A stretch of the entries below is to be set down exactly, running from the line with "Target: black hull" through the line with "Target: grey cloud", both included, and no other line.

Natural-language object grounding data
#####

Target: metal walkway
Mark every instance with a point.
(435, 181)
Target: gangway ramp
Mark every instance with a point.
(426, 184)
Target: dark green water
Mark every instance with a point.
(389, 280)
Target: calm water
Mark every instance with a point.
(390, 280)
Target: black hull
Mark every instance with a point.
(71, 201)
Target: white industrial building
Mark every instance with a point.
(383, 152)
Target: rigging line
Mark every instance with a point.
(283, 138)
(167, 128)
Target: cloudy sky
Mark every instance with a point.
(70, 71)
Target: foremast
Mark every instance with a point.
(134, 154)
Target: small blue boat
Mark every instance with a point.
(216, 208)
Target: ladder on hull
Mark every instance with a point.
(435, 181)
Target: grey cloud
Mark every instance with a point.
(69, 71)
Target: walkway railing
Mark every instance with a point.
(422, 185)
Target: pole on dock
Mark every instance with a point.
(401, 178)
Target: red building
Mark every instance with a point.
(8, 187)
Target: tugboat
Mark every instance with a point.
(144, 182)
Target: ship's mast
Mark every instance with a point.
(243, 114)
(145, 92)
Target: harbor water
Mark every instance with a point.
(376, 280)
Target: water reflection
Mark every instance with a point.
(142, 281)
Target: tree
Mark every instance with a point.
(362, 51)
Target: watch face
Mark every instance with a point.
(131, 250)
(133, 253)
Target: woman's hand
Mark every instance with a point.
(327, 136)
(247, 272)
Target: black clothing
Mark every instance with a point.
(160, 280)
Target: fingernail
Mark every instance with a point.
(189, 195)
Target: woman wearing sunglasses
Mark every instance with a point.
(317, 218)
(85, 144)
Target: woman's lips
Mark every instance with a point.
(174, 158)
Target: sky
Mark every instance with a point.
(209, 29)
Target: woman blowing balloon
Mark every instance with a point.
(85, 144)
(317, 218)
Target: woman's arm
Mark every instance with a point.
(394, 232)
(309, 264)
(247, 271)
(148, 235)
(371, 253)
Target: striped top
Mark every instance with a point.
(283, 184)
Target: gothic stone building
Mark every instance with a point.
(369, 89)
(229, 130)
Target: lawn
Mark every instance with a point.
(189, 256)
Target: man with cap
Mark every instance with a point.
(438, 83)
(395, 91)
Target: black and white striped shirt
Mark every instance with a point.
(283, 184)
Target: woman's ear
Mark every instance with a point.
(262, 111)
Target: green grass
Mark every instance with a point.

#####

Answer to the exercise:
Target: black hull
Mark every instance with a point.
(71, 201)
Target: white industrial building
Mark every instance with a point.
(383, 152)
Target: rigging line
Mark every instance with a point.
(283, 138)
(167, 128)
Target: cloudy sky
Mark every instance with a point.
(70, 71)
Target: foremast
Mark every instance with a point.
(134, 154)
Target: small blue boat
Mark every instance with a point.
(216, 208)
Target: ladder on hull
Mark every instance with a point.
(435, 181)
Target: grey cloud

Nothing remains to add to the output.